◆ **TEXT UNDER STUDY**:

“By becoming completely silent, we can pay full attention to other people, understand the true meanings of their speech, and connect with them and our inner beings and nature at the deepest level.” – Kuldip K. Rai in Inspire, Perspire, and Go Higher, Volume 1:111 Ways, Disciplines, Exercises, Short Bios, and Jokes with Lessons to Inspire and Motivate You
“Hello darkness, my old friend / I’ve come to talk with you again / Because a vision softly creeping / Left its seeds while I was sleeping / And the vision that was planted in my brain / Still remains / Within the sound of silence.”
I am not sure if you are singing while reading those lines. It came from the song, “Sound of Silence,” written by Paul Simon and released on October 19, 1964.

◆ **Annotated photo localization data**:
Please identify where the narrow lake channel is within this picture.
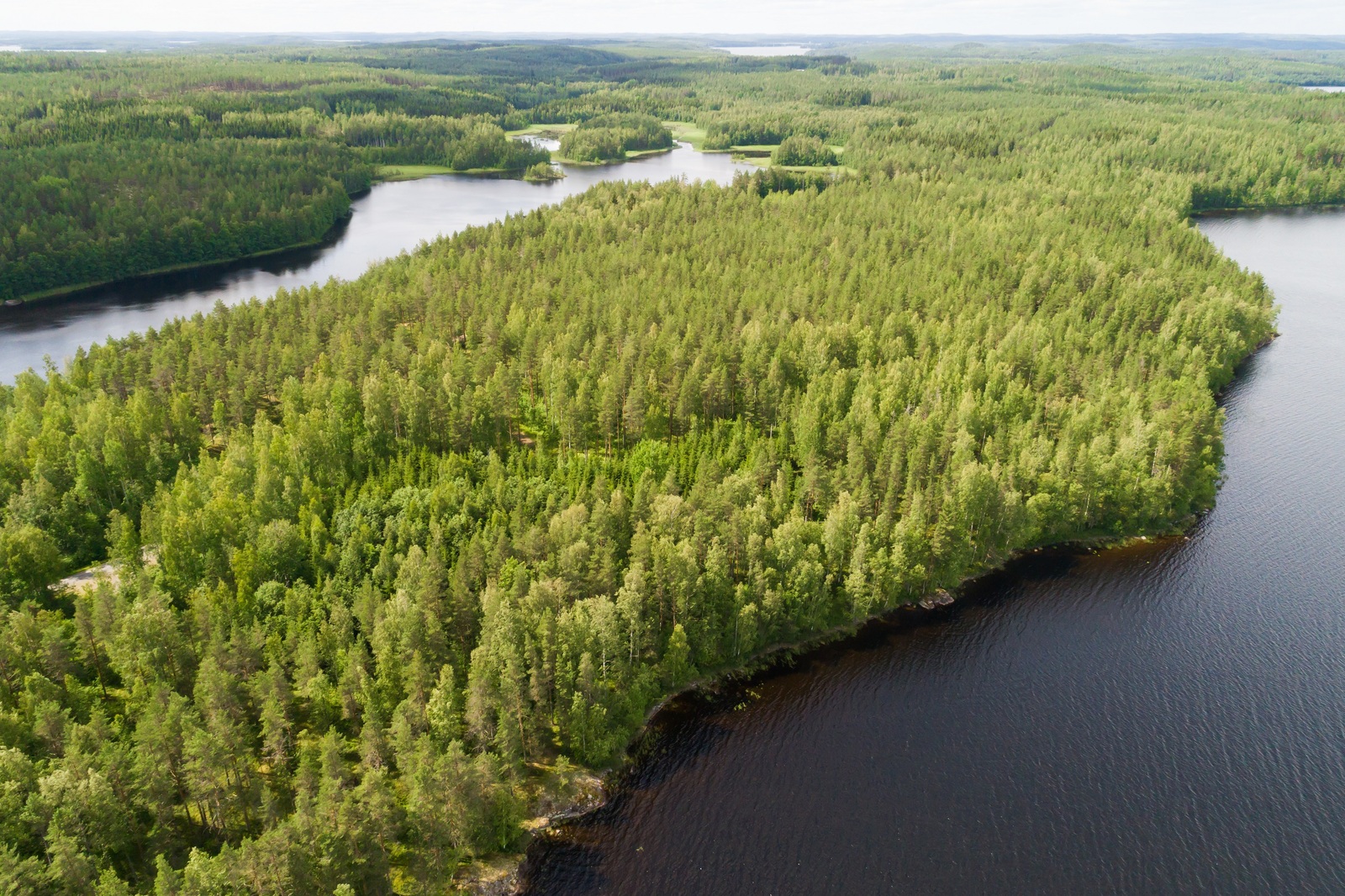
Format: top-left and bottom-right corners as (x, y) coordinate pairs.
(526, 211), (1345, 896)
(0, 144), (752, 382)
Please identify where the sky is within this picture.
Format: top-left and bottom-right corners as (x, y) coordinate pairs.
(8, 0), (1345, 35)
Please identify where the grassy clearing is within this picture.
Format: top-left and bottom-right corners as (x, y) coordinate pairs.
(663, 121), (704, 152)
(374, 166), (456, 182)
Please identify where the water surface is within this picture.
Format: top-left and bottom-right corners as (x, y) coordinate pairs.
(0, 141), (752, 382)
(527, 213), (1345, 896)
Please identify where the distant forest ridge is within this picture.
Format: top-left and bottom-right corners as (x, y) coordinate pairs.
(0, 42), (1345, 896)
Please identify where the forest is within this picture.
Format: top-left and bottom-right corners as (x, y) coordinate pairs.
(0, 45), (1345, 896)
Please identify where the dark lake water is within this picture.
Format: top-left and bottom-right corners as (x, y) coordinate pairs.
(526, 213), (1345, 896)
(0, 144), (752, 382)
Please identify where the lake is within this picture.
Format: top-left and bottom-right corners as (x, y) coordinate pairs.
(526, 205), (1345, 896)
(0, 141), (755, 382)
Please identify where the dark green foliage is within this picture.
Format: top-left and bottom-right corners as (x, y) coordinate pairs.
(771, 136), (836, 166)
(561, 113), (672, 161)
(0, 49), (1345, 896)
(0, 56), (547, 298)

◆ **TASK TO CARRY OUT**:
Answer these questions from the text on silence above:
(a) According to the opening quotation, what can we do by becoming completely silent?
(b) Who wrote the song "Sound of Silence"?
(c) On what date was that song released?

◆ **RESPONSE AREA**:
(a) We can pay full attention to other people, understand the true meanings of their speech, and connect with them and our inner beings and nature at the deepest level.
(b) Paul Simon.
(c) October 19, 1964.